*WHAT TO DO:*
Add -109 to every bounding box coordinate in the answers, then give the lines again in full with the requests included, starting with the line that contains "It was reported that the black" and going on through the line that contains "639;259;1087;406".

Data records:
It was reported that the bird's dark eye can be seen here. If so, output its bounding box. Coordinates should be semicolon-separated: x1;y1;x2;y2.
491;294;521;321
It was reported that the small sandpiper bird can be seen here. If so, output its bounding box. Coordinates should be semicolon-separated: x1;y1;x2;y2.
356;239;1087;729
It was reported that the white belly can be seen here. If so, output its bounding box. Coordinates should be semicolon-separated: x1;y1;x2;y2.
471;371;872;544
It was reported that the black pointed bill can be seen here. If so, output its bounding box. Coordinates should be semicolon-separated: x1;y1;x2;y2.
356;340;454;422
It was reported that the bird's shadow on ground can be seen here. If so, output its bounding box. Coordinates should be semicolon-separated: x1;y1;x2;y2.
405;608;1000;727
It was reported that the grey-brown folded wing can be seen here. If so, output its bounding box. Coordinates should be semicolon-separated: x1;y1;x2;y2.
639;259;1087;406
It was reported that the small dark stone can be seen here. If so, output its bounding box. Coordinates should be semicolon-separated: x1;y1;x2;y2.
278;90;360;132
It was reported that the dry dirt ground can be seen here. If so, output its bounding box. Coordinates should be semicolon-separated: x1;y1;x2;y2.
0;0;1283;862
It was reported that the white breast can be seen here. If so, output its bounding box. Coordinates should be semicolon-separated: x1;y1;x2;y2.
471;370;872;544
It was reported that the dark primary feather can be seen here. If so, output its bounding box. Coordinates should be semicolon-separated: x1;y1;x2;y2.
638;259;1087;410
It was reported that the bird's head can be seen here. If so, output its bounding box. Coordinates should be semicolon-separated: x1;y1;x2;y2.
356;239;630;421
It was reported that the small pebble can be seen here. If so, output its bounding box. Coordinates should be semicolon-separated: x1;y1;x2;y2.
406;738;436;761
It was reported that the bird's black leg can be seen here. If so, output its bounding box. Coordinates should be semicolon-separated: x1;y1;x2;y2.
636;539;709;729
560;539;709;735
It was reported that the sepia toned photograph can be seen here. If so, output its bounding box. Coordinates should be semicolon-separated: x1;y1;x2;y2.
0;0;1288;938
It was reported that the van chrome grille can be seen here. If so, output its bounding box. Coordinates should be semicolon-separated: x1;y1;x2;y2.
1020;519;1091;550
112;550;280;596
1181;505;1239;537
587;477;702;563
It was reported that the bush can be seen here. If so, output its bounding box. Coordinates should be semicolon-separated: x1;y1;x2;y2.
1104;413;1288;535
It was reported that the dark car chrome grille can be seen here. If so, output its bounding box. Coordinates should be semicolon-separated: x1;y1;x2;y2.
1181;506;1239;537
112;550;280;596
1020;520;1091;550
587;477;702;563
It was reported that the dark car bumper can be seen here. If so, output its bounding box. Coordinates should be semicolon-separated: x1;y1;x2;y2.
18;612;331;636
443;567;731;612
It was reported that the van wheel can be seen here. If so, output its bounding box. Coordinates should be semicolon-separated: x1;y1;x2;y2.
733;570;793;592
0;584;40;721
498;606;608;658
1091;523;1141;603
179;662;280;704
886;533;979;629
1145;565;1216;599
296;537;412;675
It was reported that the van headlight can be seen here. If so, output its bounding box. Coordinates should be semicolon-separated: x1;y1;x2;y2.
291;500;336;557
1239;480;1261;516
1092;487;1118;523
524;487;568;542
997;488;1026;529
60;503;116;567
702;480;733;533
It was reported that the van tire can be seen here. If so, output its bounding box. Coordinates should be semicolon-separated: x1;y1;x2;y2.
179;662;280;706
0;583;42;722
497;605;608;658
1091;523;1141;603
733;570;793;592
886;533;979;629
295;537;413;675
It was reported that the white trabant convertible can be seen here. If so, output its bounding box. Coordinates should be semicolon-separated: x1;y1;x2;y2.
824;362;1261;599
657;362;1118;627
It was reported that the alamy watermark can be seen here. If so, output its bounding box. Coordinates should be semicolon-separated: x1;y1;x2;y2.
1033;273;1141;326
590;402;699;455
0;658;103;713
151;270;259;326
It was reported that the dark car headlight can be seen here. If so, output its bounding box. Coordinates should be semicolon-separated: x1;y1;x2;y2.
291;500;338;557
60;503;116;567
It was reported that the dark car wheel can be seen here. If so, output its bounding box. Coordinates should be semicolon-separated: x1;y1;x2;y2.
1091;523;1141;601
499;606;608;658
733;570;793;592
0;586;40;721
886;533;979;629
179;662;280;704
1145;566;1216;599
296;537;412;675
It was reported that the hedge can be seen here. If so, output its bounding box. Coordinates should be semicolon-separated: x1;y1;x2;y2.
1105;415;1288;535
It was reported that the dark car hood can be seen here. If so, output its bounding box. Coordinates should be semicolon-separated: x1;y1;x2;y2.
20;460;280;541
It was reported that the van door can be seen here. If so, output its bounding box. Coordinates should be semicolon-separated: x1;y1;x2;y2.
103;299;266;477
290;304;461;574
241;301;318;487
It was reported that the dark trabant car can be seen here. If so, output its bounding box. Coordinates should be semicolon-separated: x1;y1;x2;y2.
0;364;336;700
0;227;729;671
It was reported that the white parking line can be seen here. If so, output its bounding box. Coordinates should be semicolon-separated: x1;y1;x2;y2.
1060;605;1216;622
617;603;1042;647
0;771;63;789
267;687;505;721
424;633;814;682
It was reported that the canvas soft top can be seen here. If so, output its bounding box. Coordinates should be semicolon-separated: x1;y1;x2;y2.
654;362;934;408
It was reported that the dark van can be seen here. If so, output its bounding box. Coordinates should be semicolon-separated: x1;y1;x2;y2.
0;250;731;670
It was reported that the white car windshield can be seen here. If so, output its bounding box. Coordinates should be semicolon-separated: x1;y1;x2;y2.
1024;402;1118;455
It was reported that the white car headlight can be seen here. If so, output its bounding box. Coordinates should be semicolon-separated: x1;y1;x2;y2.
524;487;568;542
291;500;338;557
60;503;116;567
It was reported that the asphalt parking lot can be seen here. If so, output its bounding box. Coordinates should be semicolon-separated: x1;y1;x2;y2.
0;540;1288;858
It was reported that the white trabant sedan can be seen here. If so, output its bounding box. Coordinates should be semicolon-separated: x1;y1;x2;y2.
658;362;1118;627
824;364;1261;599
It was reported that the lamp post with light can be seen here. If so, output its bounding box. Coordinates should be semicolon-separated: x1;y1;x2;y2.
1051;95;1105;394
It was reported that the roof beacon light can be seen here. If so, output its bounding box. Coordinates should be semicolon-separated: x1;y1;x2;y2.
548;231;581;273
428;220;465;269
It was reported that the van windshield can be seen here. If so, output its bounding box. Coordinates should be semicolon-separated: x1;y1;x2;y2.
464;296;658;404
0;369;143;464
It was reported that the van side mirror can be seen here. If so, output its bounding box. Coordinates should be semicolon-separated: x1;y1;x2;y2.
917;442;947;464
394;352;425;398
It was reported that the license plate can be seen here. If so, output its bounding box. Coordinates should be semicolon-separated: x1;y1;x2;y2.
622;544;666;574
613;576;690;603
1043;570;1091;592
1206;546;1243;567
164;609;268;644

*ANSWER TO THE EXERCISE:*
It was reported that the black pointed bill can be seen here. If so, output its bounding box. Coordinates should be semicolon-separated: x1;y1;x2;y2.
247;231;345;313
It was reported that the bird's shadow on ground can be seen here. If so, output its bounding box. Coordinates should be semicolon-separated: x1;y1;x2;y2.
296;499;891;618
It was reported that the grey-brown folded wing can be seen here. If so, output its bounding box. Coordinates should be semicolon-separated: x1;y1;x2;y2.
530;150;978;297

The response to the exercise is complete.